PROBLEM DESCRIPTION: The response must contain all of the entries, each one repeated exactly.

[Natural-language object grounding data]
================================
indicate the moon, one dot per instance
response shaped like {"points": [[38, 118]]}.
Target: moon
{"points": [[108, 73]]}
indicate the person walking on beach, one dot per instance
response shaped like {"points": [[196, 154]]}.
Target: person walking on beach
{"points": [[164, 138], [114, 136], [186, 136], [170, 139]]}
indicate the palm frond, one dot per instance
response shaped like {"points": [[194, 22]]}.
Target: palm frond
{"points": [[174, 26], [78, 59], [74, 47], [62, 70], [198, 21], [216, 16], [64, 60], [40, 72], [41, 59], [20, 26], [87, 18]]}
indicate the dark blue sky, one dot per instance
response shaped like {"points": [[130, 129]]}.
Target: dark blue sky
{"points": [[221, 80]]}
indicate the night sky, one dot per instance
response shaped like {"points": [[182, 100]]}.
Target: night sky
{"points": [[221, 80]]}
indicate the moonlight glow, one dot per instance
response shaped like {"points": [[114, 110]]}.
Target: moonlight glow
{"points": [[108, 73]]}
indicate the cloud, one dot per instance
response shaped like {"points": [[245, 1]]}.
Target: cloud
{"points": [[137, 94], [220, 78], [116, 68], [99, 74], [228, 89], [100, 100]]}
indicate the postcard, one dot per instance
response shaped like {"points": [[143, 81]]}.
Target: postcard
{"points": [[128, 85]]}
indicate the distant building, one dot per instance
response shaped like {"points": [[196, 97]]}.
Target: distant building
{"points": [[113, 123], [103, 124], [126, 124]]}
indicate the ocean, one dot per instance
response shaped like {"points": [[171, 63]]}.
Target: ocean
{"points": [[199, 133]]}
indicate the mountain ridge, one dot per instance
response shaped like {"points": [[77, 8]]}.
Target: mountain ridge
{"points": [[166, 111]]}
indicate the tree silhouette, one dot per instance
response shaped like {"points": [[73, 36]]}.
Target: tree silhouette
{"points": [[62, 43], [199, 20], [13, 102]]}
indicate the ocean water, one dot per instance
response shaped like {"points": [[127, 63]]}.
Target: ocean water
================================
PROBLEM SOLUTION:
indicate the moon, one dot per instance
response shaped like {"points": [[38, 118]]}.
Target: moon
{"points": [[108, 73]]}
indicate the person walking on beach, one dot per instance
response shaped like {"points": [[196, 154]]}.
Target: person walking on beach
{"points": [[164, 138], [114, 136], [186, 136], [170, 139]]}
indicate the palm frond, one dot per instance
response shaped like {"points": [[194, 22]]}.
Target: palm frond
{"points": [[174, 26], [78, 59], [74, 47], [62, 70], [198, 21], [216, 16], [64, 60], [40, 72], [41, 59], [20, 26], [87, 18]]}
indicate the dark blue sky, one dot per instance
response shaped like {"points": [[130, 129]]}.
Target: dark blue sky
{"points": [[221, 80]]}
indicate the night sky, one dot per instance
response shaped like {"points": [[182, 100]]}.
Target: night sky
{"points": [[221, 80]]}
indicate the moonlight glow, one dot per instance
response shaped like {"points": [[114, 110]]}.
Target: moonlight glow
{"points": [[108, 73]]}
indicate the cloud, one dot per instance
response shaped like {"points": [[245, 1]]}.
Target: cloud
{"points": [[137, 94], [220, 78], [116, 68], [99, 74], [228, 89], [100, 100]]}
indicate the postcard, one dot per instance
response shaped like {"points": [[143, 81]]}.
Target: postcard
{"points": [[128, 85]]}
indicate the distant building, one dot per instance
response shaped like {"points": [[196, 97]]}.
Target: distant building
{"points": [[113, 123], [103, 124], [126, 124]]}
indicate the ocean, one dot per instance
response shaped like {"points": [[171, 63]]}.
Target: ocean
{"points": [[199, 133]]}
indicate the mountain ridge, one dot per instance
response shaped like {"points": [[77, 8]]}.
Target: mountain ridge
{"points": [[166, 111]]}
indicate the tree silhouette, one dot per instance
response shaped like {"points": [[73, 36]]}.
Target: tree silhouette
{"points": [[62, 43], [199, 20], [13, 102]]}
indicate the ocean water, one dot per instance
response shaped like {"points": [[127, 63]]}.
Target: ocean water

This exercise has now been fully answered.